• **Brief**
Where does the word "ridge" appear in the entries below? Copy each line that holds it.

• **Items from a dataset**
++++++++

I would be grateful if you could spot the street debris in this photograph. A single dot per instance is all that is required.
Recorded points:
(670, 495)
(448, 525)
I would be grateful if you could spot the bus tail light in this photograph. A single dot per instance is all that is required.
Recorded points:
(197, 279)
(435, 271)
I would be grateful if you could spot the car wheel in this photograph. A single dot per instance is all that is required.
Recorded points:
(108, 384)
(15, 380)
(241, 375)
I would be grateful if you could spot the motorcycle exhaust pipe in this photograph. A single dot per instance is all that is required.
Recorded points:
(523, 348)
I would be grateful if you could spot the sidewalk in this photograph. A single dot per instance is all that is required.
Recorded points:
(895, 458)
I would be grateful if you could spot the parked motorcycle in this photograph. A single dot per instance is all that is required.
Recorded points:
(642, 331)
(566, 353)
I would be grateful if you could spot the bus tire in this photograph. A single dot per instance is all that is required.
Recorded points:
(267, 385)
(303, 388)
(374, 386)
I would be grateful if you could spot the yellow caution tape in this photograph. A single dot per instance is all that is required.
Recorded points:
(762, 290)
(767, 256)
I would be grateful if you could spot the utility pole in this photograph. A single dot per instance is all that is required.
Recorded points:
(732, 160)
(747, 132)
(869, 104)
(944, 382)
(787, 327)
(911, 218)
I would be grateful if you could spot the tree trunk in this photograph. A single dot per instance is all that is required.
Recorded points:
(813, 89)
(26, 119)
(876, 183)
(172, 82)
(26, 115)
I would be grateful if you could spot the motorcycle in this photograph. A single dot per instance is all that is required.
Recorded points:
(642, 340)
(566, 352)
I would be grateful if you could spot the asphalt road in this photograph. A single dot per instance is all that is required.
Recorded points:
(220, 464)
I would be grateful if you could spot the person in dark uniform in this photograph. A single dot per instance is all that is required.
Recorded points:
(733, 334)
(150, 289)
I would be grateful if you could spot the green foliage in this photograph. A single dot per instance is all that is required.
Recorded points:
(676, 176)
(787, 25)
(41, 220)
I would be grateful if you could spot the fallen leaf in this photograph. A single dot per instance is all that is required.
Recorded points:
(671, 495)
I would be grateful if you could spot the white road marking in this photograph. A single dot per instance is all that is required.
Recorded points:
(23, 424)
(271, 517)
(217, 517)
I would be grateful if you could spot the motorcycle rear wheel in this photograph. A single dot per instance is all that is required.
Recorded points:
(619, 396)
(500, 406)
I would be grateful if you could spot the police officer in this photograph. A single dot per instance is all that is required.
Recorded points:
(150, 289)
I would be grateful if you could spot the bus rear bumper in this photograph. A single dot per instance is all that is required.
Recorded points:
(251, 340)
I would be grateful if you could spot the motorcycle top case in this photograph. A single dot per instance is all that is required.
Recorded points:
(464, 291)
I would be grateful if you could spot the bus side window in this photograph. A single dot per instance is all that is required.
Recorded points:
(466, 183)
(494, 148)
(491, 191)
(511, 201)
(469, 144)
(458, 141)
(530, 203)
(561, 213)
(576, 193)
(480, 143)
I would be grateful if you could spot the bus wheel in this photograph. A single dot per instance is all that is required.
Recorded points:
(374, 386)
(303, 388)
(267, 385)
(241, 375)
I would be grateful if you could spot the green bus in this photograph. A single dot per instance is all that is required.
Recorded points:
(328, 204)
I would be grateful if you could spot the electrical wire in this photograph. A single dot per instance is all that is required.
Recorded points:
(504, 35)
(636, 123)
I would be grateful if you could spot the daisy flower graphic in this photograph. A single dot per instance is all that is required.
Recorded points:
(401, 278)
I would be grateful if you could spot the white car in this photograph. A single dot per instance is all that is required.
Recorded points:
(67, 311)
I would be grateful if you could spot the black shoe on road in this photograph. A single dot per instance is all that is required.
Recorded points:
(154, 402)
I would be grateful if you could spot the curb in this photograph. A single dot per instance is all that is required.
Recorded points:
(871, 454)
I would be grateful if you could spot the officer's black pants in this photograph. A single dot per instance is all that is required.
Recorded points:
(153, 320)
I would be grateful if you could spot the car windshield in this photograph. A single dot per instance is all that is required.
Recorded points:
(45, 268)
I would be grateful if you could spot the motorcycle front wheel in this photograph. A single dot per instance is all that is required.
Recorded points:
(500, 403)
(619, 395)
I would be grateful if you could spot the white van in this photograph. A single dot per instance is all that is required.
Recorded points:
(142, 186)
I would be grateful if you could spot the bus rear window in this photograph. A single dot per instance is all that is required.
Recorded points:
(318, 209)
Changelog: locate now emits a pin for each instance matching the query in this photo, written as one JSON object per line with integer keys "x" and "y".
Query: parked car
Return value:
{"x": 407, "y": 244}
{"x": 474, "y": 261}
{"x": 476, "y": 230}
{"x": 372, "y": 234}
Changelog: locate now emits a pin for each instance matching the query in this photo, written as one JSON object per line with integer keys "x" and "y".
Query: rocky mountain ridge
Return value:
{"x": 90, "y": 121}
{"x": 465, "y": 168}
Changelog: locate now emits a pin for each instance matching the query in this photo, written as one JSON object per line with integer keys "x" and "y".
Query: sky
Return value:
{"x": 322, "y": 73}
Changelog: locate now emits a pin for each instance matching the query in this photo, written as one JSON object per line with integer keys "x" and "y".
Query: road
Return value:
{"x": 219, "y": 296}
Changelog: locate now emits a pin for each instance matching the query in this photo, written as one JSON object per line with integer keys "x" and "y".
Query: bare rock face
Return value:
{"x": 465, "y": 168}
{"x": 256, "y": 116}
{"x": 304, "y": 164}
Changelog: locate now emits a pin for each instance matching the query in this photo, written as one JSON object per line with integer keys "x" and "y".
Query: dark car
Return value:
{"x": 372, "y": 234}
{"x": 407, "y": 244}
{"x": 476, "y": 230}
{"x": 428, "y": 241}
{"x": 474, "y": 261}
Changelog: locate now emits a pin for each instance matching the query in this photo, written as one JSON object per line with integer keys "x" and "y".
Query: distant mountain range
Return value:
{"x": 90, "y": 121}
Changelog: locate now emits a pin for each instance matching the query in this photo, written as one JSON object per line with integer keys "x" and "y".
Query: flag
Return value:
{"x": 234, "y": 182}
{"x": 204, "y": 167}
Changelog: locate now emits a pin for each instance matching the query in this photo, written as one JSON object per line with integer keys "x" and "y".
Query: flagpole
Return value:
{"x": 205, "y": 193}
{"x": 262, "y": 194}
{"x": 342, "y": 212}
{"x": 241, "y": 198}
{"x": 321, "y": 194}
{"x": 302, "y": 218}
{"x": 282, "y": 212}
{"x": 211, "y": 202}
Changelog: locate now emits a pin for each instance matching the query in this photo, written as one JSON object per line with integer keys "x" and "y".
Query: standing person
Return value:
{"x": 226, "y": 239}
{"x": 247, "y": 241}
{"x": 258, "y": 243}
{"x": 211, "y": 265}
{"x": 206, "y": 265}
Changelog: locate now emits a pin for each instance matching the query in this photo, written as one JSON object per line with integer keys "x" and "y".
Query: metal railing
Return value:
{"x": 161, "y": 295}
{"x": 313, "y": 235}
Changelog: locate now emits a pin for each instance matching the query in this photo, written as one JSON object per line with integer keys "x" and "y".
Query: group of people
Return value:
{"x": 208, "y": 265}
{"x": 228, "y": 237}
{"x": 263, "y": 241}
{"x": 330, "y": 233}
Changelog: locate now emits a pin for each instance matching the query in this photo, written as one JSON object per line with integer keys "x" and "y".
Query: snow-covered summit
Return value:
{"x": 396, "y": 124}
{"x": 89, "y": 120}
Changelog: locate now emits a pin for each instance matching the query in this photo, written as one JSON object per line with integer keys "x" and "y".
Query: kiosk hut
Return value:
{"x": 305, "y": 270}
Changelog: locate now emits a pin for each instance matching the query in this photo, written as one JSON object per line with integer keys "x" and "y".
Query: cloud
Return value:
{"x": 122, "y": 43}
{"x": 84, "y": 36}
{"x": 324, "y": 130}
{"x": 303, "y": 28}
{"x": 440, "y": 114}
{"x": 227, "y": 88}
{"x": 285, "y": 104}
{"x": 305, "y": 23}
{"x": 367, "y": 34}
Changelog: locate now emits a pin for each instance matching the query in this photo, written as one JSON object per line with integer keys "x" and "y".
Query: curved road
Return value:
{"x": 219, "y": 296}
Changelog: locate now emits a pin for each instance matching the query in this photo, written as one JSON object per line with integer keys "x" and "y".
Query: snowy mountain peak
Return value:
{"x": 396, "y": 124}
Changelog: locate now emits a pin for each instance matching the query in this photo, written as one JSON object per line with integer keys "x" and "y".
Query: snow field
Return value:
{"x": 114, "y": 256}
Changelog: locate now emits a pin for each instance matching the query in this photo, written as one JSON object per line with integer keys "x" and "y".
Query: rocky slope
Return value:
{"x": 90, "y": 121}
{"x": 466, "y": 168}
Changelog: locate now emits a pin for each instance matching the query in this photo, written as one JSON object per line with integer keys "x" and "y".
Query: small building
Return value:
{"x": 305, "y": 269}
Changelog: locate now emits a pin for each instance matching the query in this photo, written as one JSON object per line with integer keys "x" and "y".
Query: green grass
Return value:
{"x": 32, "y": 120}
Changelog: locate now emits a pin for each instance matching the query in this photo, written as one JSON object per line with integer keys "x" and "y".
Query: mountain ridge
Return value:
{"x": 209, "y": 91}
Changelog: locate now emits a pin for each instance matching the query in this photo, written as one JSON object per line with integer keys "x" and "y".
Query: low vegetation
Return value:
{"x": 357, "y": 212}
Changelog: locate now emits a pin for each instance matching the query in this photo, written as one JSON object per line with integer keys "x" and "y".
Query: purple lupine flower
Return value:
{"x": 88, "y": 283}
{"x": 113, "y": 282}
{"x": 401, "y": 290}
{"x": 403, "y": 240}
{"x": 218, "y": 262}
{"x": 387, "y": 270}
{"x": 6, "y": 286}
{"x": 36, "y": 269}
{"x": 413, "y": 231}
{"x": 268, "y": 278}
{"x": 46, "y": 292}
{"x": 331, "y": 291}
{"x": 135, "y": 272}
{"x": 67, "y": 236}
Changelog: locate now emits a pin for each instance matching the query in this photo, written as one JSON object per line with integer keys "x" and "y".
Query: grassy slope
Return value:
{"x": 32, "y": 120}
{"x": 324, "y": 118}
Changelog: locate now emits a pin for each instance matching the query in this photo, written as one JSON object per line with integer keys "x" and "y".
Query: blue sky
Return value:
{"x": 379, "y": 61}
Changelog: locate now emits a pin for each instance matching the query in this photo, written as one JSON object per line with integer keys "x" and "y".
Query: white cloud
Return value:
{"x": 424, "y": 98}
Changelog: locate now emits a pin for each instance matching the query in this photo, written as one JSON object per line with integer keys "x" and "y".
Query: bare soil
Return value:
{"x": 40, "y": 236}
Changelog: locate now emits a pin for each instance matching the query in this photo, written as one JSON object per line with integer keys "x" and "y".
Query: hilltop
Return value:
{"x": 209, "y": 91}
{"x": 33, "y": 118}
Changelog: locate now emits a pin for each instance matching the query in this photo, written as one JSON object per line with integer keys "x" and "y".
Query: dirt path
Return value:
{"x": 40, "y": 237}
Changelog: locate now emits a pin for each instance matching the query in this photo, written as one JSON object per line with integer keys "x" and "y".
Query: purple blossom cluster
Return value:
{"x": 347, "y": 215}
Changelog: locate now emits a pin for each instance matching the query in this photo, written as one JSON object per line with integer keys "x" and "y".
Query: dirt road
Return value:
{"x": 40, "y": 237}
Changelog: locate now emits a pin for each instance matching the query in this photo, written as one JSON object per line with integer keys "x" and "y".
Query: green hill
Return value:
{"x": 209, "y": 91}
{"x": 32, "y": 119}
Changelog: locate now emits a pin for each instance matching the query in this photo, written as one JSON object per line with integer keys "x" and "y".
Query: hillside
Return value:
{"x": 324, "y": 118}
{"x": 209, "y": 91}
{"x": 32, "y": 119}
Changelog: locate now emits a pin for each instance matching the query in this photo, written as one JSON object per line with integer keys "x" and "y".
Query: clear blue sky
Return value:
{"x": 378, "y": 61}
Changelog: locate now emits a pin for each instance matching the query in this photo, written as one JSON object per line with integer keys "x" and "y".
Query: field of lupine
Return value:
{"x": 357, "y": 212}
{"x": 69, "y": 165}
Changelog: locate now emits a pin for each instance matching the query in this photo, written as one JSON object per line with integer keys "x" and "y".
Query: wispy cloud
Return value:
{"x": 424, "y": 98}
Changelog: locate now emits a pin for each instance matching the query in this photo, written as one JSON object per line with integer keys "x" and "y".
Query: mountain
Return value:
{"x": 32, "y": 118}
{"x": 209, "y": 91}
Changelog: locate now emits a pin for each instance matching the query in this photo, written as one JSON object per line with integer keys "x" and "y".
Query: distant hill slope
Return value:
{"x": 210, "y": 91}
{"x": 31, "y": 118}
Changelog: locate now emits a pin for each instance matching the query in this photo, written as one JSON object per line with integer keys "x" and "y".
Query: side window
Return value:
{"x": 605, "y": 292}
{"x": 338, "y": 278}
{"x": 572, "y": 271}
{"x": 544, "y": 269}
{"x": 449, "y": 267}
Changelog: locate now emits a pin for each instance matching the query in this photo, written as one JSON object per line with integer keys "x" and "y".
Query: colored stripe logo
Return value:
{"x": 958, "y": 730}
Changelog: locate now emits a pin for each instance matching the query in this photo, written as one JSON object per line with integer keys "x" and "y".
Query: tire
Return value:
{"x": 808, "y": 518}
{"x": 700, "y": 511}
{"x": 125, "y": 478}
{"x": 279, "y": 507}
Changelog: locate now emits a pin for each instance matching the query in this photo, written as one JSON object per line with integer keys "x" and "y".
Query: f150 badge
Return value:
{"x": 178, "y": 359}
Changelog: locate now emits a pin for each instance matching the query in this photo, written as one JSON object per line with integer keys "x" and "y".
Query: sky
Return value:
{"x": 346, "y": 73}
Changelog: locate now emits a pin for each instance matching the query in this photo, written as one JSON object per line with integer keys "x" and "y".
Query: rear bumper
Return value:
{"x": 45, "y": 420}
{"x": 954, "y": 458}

++++++++

• **Response below**
Query: rocky mountain ridge
Query: mountain ridge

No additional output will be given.